Dataset excerpt:
——————————
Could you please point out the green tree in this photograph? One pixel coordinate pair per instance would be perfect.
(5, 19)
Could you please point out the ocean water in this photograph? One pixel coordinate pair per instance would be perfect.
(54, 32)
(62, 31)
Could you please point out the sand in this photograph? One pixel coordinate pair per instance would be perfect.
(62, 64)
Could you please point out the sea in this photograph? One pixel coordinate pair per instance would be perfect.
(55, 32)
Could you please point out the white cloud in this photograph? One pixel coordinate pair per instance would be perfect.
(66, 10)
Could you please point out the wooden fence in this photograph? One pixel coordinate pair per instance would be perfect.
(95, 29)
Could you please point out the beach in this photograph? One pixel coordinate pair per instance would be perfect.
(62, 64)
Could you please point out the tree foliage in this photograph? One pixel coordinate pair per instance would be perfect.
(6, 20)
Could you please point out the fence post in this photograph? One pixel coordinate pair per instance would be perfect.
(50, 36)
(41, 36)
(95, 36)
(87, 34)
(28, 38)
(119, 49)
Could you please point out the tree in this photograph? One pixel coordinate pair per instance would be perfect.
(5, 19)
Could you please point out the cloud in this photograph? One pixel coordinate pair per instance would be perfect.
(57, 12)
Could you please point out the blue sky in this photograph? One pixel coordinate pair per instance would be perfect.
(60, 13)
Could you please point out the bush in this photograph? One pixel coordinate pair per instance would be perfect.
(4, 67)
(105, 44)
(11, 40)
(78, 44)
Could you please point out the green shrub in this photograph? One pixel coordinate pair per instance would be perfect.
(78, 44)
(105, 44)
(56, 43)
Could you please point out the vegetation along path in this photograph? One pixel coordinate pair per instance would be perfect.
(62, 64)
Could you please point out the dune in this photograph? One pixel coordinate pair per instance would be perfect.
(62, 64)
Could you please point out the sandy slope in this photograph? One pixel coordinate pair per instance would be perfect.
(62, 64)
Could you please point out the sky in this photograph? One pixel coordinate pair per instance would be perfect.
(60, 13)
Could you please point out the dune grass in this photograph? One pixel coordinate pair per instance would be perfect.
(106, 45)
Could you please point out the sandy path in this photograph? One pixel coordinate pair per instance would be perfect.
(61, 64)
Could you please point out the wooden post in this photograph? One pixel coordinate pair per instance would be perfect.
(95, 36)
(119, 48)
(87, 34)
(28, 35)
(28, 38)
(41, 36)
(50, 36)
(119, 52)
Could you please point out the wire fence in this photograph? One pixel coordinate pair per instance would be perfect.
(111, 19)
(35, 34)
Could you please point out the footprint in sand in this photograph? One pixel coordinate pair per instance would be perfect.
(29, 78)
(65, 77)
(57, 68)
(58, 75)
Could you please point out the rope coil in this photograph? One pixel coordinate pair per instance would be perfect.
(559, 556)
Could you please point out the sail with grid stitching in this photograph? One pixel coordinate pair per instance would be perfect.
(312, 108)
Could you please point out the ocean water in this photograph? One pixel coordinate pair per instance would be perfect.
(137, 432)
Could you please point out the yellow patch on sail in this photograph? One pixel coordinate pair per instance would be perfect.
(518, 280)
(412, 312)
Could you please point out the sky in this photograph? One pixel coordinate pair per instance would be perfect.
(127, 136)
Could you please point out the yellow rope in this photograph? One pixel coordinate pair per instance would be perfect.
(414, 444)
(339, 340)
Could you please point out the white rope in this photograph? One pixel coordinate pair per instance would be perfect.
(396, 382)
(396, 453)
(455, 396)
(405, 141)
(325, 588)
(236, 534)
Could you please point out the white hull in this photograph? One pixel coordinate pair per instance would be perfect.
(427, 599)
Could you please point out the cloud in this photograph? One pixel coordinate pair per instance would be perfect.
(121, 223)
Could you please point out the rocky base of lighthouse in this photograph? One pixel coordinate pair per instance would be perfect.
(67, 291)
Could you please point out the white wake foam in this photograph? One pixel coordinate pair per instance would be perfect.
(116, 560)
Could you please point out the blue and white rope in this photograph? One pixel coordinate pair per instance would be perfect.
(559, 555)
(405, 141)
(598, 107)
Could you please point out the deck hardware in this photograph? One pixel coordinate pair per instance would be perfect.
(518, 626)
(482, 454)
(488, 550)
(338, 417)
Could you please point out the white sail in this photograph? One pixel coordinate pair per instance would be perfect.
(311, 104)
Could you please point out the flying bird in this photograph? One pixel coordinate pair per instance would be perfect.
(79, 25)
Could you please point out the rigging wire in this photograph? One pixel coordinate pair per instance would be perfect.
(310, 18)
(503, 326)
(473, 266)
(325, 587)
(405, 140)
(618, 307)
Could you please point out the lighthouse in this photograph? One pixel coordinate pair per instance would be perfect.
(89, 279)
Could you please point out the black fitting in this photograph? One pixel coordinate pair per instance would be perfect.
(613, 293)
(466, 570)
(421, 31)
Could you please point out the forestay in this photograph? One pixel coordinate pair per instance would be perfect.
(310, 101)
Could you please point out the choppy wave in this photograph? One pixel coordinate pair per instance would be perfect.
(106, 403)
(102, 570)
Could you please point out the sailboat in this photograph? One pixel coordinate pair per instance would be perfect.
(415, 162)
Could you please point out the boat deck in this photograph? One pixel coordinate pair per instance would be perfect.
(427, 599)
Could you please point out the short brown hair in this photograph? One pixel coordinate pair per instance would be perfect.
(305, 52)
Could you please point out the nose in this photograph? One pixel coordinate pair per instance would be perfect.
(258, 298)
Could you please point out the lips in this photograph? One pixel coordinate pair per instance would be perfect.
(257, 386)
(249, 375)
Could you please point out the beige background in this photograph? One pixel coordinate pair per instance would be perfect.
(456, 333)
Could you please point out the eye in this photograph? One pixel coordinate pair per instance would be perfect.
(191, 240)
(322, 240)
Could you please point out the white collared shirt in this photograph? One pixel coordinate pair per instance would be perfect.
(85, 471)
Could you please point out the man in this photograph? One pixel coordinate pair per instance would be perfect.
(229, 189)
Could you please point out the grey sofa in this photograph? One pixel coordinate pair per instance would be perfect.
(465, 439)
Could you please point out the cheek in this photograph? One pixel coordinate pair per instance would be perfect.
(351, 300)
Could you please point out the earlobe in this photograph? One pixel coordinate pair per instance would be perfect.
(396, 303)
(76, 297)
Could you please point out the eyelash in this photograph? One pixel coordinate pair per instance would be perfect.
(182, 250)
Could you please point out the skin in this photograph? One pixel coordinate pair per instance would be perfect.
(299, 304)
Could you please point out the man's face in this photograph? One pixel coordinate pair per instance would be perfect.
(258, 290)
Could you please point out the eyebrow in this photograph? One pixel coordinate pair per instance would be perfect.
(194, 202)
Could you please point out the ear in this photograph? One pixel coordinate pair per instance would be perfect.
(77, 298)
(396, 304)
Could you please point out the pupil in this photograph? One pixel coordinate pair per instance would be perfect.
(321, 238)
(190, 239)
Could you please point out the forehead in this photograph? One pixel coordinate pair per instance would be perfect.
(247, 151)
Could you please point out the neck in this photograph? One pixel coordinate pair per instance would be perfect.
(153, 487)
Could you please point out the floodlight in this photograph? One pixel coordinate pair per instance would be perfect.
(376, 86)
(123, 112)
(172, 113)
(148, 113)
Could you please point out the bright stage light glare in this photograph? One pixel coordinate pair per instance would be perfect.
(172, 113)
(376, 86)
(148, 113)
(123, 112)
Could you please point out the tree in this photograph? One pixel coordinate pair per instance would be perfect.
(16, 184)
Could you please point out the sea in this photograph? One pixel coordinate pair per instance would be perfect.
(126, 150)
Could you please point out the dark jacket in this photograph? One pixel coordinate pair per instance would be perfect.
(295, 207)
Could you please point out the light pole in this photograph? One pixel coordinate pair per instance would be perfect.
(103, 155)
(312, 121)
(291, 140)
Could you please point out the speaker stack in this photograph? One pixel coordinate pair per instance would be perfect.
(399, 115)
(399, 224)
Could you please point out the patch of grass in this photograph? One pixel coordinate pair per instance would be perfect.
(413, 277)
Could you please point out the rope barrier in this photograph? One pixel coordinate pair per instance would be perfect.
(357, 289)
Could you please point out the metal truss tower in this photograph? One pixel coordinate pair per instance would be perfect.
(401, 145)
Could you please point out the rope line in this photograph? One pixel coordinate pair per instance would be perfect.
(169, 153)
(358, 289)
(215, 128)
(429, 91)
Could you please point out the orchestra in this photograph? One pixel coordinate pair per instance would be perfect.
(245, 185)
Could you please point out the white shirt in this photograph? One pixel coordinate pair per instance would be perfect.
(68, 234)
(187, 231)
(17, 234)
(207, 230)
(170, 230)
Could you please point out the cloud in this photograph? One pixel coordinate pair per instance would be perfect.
——————————
_Task to complete_
Begin with the line that contains "Could you please point out the light pole" and set down each line exactly until the records above end, including the final line.

_Worked answer_
Could you please point out the light pole in this photograph? One pixel coordinate pair per instance would be perfect.
(103, 155)
(312, 121)
(291, 140)
Could you please point out the speaker stack in this photograph? One pixel coordinate pair per instance would be perfect.
(399, 115)
(399, 224)
Could you please point out the patch of grass in this photograph? One pixel coordinate pair per instance would be perfect.
(413, 277)
Could you please point out the rope barrier in this photograph? One pixel coordinate pair per instance would be perfect.
(357, 289)
Could you please point out the metal truss tower in this photograph? One pixel coordinate pair per instance would be perfect.
(401, 145)
Could you please point out the rope line in this photograph? One pixel coordinate pair per instance would be perfect.
(169, 153)
(358, 289)
(215, 128)
(429, 91)
Could you please point out the orchestra in this photograph? One pixel coordinate pair per instance would be perfect.
(245, 185)
Could you please point out the white shirt in this photograph? One pixel coordinate pair per instance would be perfect.
(68, 234)
(187, 231)
(17, 234)
(207, 230)
(170, 230)
Could you please point out the cloud in this photograph? One pixel coordinate pair per instance would be perfect.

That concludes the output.